--- begin PASSAGE PROVIDED ---

# Optimal pump wavelength for frequency doubling in periodically poled media

Background

I am currently working on achieving second harmonic generation (SHG) in periodically poled lithium niobate (PPLN) using a 1560 nm pump laser. PPLN makes use of quasi-phase-matching of the pump and frequency doubled wave to achieve high conversion efficiencies. The phase matching is usually achieved by varying the crystal temperature and manufacturers provide phase matching curves like figure 1. Problem

I was trying to calculate one of these curves myself to find the optimum parameters for my system. For quasi-phase matching in SHG the condition

$$k_{shg} - 2k_{pump} - K_{QPM} = 0$$

has to be met, where $$k_{shg} = \frac{2\pi n_e(\lambda_{shg},T)}{\lambda_{shg}}$$, $$k_{pump} = \frac{2\pi n_e(\lambda_{pump},T)}{\lambda_{pump}}$$ and $$K_{QPM} = \frac{2\pi}{\Lambda(T)}$$. For the temperature and wavelength dependent refractive indices I used empirical data from this paper (https://www.sciencedirect.com/science/article/pii/0031916366905919), which provides the Sellmeier equation for the extraordinary refractive index. Similarly the periodicity $$\Lambda(T)$$ varies with temperature due to thermal expansion of the crystal (https://aip.scitation.org/doi/pdf/10.1063/1.1657244?class=pdf).

--- end PASSAGE PROVIDED ---

#### [SET PROBLEM]
Answer these from the frequency-doubling post:
1. What wavelength is the pump laser?
2. What is usually varied to achieve phase matching?
3. Why does the periodicity Λ(T) change with temperature?
Rely only on the frequency-doubling post for your answers.

--- begin DATA RECORDS ---

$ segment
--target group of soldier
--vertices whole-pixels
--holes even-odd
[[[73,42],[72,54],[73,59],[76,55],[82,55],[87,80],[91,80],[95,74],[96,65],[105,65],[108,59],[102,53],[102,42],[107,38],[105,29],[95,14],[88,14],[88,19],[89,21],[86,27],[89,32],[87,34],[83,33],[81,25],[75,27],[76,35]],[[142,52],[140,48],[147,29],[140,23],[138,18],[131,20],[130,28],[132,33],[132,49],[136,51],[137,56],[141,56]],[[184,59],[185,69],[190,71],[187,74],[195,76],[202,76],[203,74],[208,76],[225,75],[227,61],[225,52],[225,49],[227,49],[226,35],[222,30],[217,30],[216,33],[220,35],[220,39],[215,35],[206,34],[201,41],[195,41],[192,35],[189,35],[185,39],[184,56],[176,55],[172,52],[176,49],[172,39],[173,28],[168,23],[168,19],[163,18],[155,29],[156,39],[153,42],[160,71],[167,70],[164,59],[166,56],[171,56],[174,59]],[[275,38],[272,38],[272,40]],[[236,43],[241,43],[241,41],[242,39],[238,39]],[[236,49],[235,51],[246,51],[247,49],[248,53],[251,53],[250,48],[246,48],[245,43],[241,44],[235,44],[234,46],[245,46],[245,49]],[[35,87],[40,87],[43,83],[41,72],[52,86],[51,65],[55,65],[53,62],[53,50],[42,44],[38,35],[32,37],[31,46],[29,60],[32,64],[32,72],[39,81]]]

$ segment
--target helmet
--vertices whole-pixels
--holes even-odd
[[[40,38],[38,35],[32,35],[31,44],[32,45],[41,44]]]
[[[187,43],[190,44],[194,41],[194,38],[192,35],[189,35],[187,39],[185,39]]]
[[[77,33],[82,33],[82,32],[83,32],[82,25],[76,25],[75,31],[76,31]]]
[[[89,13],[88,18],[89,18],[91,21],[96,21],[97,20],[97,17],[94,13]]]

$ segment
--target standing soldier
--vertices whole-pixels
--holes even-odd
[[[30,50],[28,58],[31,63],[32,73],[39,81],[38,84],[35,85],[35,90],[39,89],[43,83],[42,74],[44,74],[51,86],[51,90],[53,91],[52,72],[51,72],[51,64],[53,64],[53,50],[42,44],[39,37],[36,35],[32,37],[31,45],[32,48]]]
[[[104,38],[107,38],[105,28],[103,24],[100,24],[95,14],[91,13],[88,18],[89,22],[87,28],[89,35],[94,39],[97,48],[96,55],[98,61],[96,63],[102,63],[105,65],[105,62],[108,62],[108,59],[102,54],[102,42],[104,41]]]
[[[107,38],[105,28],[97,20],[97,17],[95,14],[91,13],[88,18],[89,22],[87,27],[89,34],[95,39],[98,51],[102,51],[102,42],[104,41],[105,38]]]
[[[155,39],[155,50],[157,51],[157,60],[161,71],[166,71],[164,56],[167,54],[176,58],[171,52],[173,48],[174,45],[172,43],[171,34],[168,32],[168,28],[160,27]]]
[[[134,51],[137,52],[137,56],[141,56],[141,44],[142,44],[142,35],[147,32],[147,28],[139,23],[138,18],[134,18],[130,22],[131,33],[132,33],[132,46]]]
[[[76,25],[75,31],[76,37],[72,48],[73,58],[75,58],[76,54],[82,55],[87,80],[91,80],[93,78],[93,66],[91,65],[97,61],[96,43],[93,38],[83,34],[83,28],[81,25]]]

--- end DATA RECORDS ---

#### [OUTPUT FOR THIS TASK]
1. 1560 nm
2. The crystal temperature
3. Because of thermal expansion of the crystal